### Direction a
In the thread about Google open-sourcing Tesseract, which license is the software released under?

* BEGIN Reading passage *

Google Open Sources Tesseract

Submitted by diegocg 2006-08-31 Google 11 Comments

Google has announced the release of the source of an old OCR software called Tesseract in source. “In a nutshell, we are all about making information available to users, and when this information is in a paper document, OCR is the process by which we can convert the pages of this document into text that can then be used for indexing.”

About The Author

Thom Holwerda

Follow me on Mastodon @[email protected]

11 Comments

2006-08-31 7:39 pm
mike hess
On the surface, this seems like a very nice contribution, that could be useful in lots of other applications.
But Sourceforge doesn’t have anything listed under “License”, so hopefully, it’ll get sorted out.

2006-09-01 8:11 pm
KugelKurt
It’s licensed under the Apache License 2.0. See http://tesseract-ocr.cvs.sourceforge.net/tesseract-ocr/tesseract/RE…

2006-08-31 7:45 pm
Ronald Vos
Google has stated before they want to organise the world’s information, and now they gain mindshare with people who would add substantive globs of information to the internet.
2006-08-31 7:55 pm
JCooper
…I haven’t had a chance to look at the potential of the code here, but could this be leveraged to provide another string to the bow of desktop search? OCR of images (png, jpg, gif etc) by Beagle would be fantastic – picking out signs and all sorts of text would be a sweet feature!
2006-08-31 8:27 pm
Adurbe
get people to ocr their own works, then google can help u share it with he world 🙂
2006-08-31 9:14 pm
twenex
Nice to know there’s a big company that knows what FOSS is all about.

2006-08-31 10:01 pm
NotParker
The Chinese like them too.
2006-09-01 6:51 am
Soulbender
“Nice to know there’s a big company that knows what FOSS is all about.”
Really? I thought this article was about Google?

2006-08-31 10:09 pm
CaptainPinko
I’m not aware of any other.

2006-08-31 11:25 pm
Anonymous Coward
I dunno…
Synaptic reveals: Clara, gocr, and ocrad
but I have all of the repositories enabled… so I’m not sure how free they are…

2006-09-01 9:12 pm
kadymae
“The University of Nevada in Las Vegas”.
::headdesk::
It’s The University of Nevada, Las Vegas.
—
Apache 2.0 license … interesting. It’s nearly as flexible as the BSD license in terms of what it permits.
—
And in the meantime, I’m interested in seeing who grabs the technology and runs with it and what interesting projects it spawns.
Edited 2006-09-01 21:16

* END Reading passage *
* BEGIN Data extract *

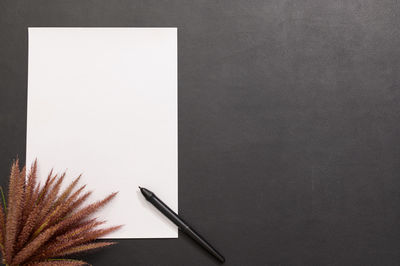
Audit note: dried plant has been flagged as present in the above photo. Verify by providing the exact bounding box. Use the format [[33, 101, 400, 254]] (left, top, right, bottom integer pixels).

* END Data extract *
* BEGIN Data extract *

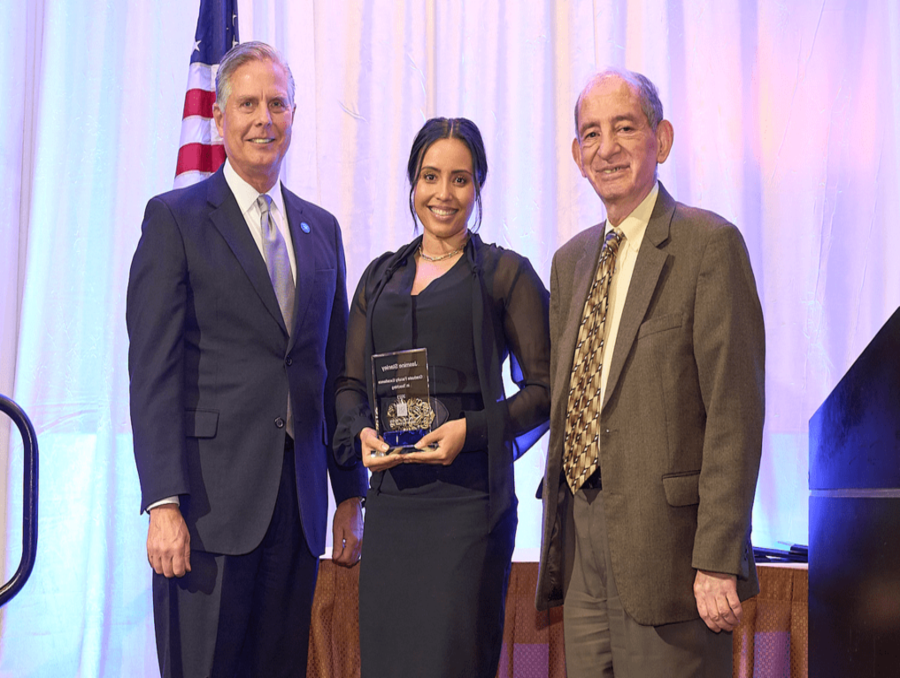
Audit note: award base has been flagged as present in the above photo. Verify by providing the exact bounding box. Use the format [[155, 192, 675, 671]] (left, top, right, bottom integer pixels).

* END Data extract *
* BEGIN Data extract *

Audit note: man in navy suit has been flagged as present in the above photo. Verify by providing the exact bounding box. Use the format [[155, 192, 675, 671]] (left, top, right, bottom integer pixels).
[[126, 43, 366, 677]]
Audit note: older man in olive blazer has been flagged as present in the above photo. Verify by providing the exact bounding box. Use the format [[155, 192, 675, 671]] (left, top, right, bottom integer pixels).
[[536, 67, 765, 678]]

* END Data extract *

### Direction b
In the listing, take the lines from the one with "Audit note: man" up to and including the one with "[[126, 43, 366, 677]]", and switch "navy" to "charcoal". Return only those lines, with everything else unchanged.

### Task result a
The Apache License 2.0.

### Task result b
Audit note: man in charcoal suit has been flagged as present in the above photo. Verify by providing the exact bounding box. Use the format [[155, 192, 675, 671]] (left, top, right, bottom integer pixels).
[[126, 43, 366, 677]]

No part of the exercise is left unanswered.